■ What to work on ■
Copy the entries word for word, from the first line through the line containing "xmin=206 ymin=391 xmax=224 ymax=450".

Source data
+-------+

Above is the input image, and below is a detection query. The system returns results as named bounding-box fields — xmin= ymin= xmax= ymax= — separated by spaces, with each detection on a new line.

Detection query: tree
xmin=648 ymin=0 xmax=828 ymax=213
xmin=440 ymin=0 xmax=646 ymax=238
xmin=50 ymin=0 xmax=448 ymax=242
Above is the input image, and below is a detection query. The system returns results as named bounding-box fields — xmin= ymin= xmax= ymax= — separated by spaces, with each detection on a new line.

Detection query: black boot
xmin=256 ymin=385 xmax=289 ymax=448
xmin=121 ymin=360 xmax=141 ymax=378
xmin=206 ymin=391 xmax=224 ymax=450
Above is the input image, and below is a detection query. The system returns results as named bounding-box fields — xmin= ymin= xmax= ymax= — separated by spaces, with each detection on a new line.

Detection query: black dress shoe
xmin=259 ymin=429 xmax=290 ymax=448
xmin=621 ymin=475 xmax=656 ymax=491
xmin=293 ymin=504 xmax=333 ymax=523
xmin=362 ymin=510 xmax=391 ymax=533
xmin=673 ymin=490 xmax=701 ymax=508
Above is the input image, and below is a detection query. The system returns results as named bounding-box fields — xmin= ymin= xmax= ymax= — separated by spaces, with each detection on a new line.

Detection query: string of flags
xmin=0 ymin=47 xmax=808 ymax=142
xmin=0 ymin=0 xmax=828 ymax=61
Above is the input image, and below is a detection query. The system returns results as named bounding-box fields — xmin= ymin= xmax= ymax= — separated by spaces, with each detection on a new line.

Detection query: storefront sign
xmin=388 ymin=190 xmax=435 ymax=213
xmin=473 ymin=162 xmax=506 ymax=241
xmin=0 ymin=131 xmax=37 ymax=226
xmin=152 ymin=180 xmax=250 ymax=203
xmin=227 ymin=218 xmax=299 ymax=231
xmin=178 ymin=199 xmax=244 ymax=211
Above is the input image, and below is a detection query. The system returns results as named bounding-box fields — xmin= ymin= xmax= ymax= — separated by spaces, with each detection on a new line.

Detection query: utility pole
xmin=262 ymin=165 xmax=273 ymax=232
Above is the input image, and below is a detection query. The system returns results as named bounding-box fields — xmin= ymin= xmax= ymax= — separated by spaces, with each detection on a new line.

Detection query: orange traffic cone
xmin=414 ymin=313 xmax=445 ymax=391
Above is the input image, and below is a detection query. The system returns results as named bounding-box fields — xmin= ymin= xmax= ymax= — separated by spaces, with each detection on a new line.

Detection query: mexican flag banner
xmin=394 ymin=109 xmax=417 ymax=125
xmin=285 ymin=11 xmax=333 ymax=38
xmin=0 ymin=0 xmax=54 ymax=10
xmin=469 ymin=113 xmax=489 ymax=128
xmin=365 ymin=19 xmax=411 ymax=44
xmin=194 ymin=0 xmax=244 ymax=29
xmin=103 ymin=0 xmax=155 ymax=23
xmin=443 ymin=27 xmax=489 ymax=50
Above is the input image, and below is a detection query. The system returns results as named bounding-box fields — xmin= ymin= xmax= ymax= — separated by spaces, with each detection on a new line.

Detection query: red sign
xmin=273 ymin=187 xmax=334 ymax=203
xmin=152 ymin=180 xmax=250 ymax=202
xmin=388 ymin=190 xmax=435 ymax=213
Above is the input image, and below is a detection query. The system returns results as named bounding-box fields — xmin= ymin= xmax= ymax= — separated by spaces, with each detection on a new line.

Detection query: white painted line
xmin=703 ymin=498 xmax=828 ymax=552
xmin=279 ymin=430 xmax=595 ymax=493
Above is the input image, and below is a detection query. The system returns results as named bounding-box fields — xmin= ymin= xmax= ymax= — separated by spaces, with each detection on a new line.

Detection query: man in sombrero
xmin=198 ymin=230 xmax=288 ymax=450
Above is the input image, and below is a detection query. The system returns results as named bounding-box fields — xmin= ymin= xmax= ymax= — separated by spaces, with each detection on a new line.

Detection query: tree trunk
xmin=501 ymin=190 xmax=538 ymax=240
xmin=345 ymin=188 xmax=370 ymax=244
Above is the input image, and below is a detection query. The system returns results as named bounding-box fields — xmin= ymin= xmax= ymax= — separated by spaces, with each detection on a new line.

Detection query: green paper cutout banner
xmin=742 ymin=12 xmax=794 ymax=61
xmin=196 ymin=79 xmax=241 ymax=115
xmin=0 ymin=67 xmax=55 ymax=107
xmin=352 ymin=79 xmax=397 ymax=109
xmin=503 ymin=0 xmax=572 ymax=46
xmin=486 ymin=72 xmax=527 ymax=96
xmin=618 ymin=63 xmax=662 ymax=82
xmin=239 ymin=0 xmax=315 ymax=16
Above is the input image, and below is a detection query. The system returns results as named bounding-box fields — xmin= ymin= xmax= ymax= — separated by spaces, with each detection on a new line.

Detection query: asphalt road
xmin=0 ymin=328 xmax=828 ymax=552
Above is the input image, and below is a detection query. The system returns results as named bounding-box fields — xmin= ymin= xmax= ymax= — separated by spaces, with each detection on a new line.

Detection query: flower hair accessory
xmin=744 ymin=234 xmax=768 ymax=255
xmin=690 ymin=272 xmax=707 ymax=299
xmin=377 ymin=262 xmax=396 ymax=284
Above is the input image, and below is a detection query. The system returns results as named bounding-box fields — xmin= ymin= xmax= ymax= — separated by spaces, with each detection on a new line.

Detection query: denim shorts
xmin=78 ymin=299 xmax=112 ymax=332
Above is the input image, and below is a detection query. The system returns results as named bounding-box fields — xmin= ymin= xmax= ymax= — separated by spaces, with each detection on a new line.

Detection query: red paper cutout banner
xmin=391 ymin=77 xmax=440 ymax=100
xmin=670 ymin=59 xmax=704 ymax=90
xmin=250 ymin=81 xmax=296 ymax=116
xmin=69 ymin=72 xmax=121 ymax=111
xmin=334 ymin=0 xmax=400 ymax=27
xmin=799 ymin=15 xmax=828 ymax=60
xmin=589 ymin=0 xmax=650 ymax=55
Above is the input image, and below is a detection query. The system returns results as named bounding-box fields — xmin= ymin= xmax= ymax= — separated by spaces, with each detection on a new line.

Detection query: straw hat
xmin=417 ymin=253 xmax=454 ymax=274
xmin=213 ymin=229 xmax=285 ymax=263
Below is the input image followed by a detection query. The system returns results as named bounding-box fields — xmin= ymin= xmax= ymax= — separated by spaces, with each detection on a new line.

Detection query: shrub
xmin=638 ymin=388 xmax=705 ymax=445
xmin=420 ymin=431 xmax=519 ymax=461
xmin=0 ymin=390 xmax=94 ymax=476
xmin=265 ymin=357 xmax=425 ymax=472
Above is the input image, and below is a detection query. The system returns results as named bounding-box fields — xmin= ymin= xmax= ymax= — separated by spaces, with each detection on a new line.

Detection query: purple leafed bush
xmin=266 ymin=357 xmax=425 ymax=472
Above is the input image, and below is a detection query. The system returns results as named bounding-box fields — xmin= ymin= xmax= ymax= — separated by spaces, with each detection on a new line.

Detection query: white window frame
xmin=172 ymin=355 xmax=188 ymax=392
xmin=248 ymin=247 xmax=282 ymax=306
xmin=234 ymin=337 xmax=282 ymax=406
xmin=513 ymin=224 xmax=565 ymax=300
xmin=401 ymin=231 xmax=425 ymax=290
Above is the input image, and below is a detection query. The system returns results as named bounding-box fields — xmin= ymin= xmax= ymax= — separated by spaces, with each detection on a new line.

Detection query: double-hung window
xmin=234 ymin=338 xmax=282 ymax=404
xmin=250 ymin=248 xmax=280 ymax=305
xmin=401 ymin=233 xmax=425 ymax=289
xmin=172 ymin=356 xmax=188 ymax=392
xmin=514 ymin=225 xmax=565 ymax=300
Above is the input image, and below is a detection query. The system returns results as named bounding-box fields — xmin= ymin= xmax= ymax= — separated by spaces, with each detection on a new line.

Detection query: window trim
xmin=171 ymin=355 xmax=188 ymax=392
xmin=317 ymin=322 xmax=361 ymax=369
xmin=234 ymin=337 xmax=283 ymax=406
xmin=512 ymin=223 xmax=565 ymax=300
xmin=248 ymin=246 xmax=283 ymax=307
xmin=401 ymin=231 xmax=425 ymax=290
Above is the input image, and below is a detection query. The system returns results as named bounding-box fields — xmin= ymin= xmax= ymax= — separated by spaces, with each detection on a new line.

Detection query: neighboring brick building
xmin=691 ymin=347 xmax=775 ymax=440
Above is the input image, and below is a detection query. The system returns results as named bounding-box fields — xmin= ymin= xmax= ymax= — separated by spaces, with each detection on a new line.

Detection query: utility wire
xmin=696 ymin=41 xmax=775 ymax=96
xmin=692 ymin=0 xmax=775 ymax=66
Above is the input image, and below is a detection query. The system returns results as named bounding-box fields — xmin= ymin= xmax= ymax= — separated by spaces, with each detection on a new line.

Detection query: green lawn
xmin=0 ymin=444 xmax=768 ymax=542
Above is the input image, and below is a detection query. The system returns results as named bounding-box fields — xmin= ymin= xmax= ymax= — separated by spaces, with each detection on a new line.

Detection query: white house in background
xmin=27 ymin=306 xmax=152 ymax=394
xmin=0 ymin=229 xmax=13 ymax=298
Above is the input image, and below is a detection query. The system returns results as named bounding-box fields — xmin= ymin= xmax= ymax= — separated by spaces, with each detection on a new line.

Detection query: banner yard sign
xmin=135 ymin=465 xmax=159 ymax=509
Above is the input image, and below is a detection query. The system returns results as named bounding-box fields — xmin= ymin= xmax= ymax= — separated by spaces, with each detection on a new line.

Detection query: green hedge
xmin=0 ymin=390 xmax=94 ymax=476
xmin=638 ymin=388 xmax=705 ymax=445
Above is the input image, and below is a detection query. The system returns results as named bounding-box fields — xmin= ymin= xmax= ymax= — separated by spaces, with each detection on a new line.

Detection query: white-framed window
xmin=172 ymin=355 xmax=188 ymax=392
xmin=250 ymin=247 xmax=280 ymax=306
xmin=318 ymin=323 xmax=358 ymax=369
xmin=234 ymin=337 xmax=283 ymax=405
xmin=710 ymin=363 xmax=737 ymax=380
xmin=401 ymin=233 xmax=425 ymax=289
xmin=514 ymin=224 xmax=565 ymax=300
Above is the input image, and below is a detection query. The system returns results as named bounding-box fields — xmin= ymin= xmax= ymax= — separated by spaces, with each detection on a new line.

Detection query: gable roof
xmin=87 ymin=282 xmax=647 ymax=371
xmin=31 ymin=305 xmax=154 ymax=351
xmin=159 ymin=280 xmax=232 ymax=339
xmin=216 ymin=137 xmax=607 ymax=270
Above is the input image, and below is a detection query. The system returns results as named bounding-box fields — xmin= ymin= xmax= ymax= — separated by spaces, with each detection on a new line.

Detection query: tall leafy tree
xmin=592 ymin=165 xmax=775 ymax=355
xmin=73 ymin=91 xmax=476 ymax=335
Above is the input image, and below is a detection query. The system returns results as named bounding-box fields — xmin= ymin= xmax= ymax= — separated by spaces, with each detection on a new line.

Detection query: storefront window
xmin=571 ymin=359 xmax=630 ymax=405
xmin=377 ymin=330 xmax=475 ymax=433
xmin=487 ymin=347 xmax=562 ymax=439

+-------+

■ Solution ■
Above is the input image, and below is a detection query. The system returns results as named bounding-box fields — xmin= ymin= xmax= ymax= — separated by spaces, with each detection on a new line.

Detection query: tree
xmin=648 ymin=0 xmax=828 ymax=213
xmin=440 ymin=0 xmax=646 ymax=238
xmin=50 ymin=0 xmax=448 ymax=242
Above is the input image, and below is a detection query. The system returns results as named bounding-box fields — xmin= ymin= xmax= ymax= — separated by spaces, with each detection on a new line.

Detection query: black boot
xmin=256 ymin=385 xmax=289 ymax=448
xmin=121 ymin=360 xmax=141 ymax=378
xmin=206 ymin=391 xmax=224 ymax=450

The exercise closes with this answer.